→ WHAT THE EXERCISE ASKS
Rescale the material starting with the line that contains "A prior annotation asserts the white wall" and continuing through the end, writing out every line again, requests included. Multiply each bounding-box coordinate in the answers by 1.7 and round to whole numbers (halves up), leaving the numbers in the requests and their sample reply formats as they are.

━━ PROVIDED RECORDS ━━

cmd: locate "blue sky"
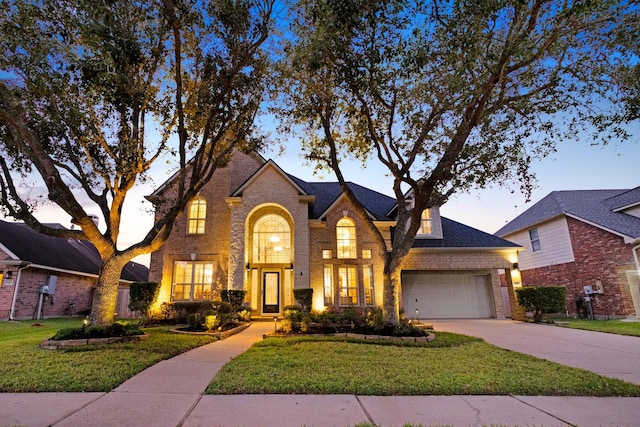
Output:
[28,134,640,265]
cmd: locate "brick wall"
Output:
[522,218,635,317]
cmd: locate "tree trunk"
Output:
[89,257,126,326]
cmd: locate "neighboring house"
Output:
[0,221,149,319]
[148,152,521,318]
[495,187,640,317]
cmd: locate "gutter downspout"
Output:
[9,261,31,320]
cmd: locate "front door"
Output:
[262,271,280,313]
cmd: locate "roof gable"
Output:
[0,221,149,281]
[231,160,309,197]
[495,189,640,239]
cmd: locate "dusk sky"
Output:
[30,128,640,265]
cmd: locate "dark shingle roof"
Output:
[289,175,518,248]
[413,217,519,248]
[0,221,149,282]
[495,188,640,242]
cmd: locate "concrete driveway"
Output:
[430,319,640,384]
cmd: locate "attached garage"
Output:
[402,271,496,319]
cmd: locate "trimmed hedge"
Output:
[293,288,313,313]
[516,286,567,322]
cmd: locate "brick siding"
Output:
[522,218,635,317]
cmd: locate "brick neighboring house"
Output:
[148,152,521,318]
[0,221,149,319]
[495,187,640,317]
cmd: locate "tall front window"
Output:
[418,209,433,234]
[336,217,357,258]
[529,228,542,252]
[172,261,213,301]
[187,196,207,234]
[338,266,359,305]
[362,264,374,305]
[253,214,291,264]
[323,265,333,306]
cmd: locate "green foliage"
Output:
[0,317,215,393]
[129,282,160,317]
[275,0,640,324]
[516,286,567,322]
[0,0,273,325]
[207,332,640,396]
[220,289,247,309]
[52,322,143,340]
[293,288,313,313]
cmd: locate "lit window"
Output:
[529,228,542,252]
[171,261,213,301]
[324,265,333,306]
[418,209,433,234]
[362,265,373,305]
[338,267,359,306]
[187,196,207,234]
[336,218,356,258]
[253,214,291,264]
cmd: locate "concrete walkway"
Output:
[0,320,640,427]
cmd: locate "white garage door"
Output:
[402,272,495,319]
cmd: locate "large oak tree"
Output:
[279,0,639,323]
[0,0,274,324]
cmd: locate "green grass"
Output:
[0,318,214,393]
[207,332,640,396]
[555,318,640,337]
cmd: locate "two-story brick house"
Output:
[148,152,519,318]
[495,187,640,317]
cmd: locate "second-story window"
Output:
[187,196,207,234]
[529,228,542,252]
[417,209,433,234]
[336,217,357,258]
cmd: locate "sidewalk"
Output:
[0,322,640,427]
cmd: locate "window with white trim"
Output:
[187,196,207,234]
[171,261,213,301]
[338,266,359,306]
[529,228,542,252]
[362,264,374,306]
[323,265,333,306]
[417,209,433,234]
[336,217,357,258]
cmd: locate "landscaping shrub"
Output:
[220,289,247,309]
[52,323,143,340]
[293,288,313,313]
[129,282,160,318]
[516,286,567,322]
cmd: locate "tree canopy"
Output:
[279,0,639,323]
[0,0,274,324]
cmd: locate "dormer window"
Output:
[418,209,433,234]
[187,196,207,234]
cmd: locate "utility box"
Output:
[40,276,58,295]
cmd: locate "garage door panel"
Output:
[402,273,495,319]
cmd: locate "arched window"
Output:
[253,214,291,264]
[187,196,207,234]
[336,217,357,258]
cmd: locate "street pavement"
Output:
[0,320,640,427]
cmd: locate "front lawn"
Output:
[207,332,640,396]
[556,318,640,337]
[0,318,215,393]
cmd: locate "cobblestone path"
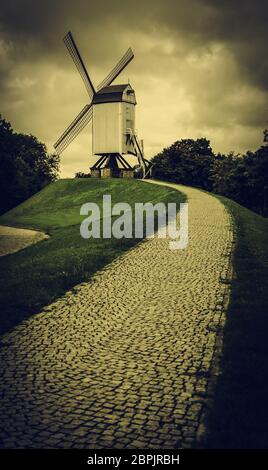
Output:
[0,183,232,448]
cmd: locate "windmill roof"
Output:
[93,83,136,104]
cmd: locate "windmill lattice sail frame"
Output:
[54,32,151,177]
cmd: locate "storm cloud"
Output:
[0,0,268,176]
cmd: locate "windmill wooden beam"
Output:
[54,32,151,177]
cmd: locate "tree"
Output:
[152,138,214,190]
[0,115,59,213]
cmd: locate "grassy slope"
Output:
[207,198,268,448]
[0,179,183,333]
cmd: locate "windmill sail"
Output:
[54,104,93,154]
[97,48,134,91]
[63,32,95,100]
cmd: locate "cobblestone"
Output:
[0,183,232,448]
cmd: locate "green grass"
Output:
[206,198,268,448]
[0,179,184,333]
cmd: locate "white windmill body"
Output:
[55,32,151,177]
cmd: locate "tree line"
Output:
[0,115,60,214]
[152,130,268,215]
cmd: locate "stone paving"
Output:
[0,183,232,449]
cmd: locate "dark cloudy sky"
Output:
[0,0,268,176]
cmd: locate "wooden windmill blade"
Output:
[97,48,134,91]
[54,104,93,154]
[63,31,95,101]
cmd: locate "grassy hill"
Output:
[0,179,184,333]
[207,194,268,448]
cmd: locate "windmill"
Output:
[54,32,151,178]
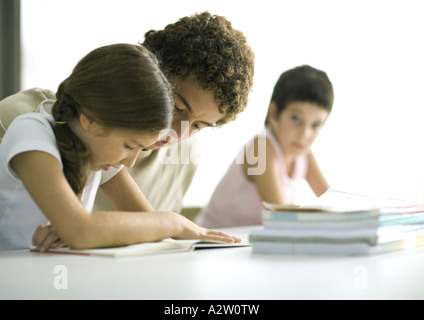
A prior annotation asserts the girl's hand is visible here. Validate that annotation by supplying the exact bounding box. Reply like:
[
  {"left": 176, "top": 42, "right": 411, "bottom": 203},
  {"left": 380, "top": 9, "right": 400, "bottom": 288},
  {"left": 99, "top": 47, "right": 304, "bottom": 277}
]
[
  {"left": 32, "top": 224, "right": 66, "bottom": 251},
  {"left": 173, "top": 215, "right": 242, "bottom": 243}
]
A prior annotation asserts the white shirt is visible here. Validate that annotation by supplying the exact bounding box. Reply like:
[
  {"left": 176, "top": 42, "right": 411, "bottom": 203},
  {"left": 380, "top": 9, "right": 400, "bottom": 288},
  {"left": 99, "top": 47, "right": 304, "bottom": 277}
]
[{"left": 0, "top": 100, "right": 122, "bottom": 251}]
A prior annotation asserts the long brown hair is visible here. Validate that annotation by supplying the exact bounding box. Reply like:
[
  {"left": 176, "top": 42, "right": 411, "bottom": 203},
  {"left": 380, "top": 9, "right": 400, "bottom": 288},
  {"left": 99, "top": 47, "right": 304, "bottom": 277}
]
[{"left": 52, "top": 44, "right": 173, "bottom": 194}]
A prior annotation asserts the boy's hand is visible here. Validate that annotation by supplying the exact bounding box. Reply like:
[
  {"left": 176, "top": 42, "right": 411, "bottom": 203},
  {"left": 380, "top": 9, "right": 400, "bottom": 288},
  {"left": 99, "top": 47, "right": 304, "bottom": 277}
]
[{"left": 32, "top": 224, "right": 66, "bottom": 251}]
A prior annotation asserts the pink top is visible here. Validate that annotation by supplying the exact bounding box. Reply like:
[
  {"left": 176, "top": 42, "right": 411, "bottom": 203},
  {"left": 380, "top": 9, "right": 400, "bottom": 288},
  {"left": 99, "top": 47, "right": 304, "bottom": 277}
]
[{"left": 196, "top": 130, "right": 308, "bottom": 228}]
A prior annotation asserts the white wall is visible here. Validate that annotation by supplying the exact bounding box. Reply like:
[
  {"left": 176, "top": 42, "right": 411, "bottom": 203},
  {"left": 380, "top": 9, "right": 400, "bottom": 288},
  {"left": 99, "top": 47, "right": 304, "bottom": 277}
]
[{"left": 22, "top": 0, "right": 424, "bottom": 205}]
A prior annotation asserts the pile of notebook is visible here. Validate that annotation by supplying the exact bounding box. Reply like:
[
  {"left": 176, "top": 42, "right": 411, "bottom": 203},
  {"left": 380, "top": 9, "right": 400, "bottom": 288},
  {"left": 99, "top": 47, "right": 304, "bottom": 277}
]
[{"left": 250, "top": 191, "right": 424, "bottom": 255}]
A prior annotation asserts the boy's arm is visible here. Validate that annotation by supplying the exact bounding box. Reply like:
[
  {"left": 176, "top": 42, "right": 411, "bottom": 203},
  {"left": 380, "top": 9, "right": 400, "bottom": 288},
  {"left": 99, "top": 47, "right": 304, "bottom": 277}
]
[{"left": 306, "top": 152, "right": 330, "bottom": 197}]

━━━

→ RESULT FOR THIS EXERCISE
A prior annotation asserts the white wall is visible here. Validate that annotation by supplying the exact bounding box. Reply like:
[
  {"left": 176, "top": 42, "right": 411, "bottom": 203},
  {"left": 380, "top": 9, "right": 400, "bottom": 288},
  {"left": 99, "top": 47, "right": 304, "bottom": 277}
]
[{"left": 37, "top": 0, "right": 721, "bottom": 349}]
A prior annotation asserts the pile of notebook is visible here. Validate that annotation by supplying the exact bounding box. Reply like:
[
  {"left": 176, "top": 42, "right": 411, "bottom": 203},
  {"left": 380, "top": 9, "right": 400, "bottom": 288},
  {"left": 99, "top": 47, "right": 304, "bottom": 277}
]
[{"left": 425, "top": 325, "right": 721, "bottom": 434}]
A prior annotation asserts the boy's arm is visible here. Validate that annotation by supplying the exact bounding box. Reply like:
[
  {"left": 176, "top": 42, "right": 411, "bottom": 203},
  {"left": 380, "top": 9, "right": 400, "bottom": 288},
  {"left": 99, "top": 47, "right": 304, "bottom": 277}
]
[{"left": 520, "top": 258, "right": 561, "bottom": 335}]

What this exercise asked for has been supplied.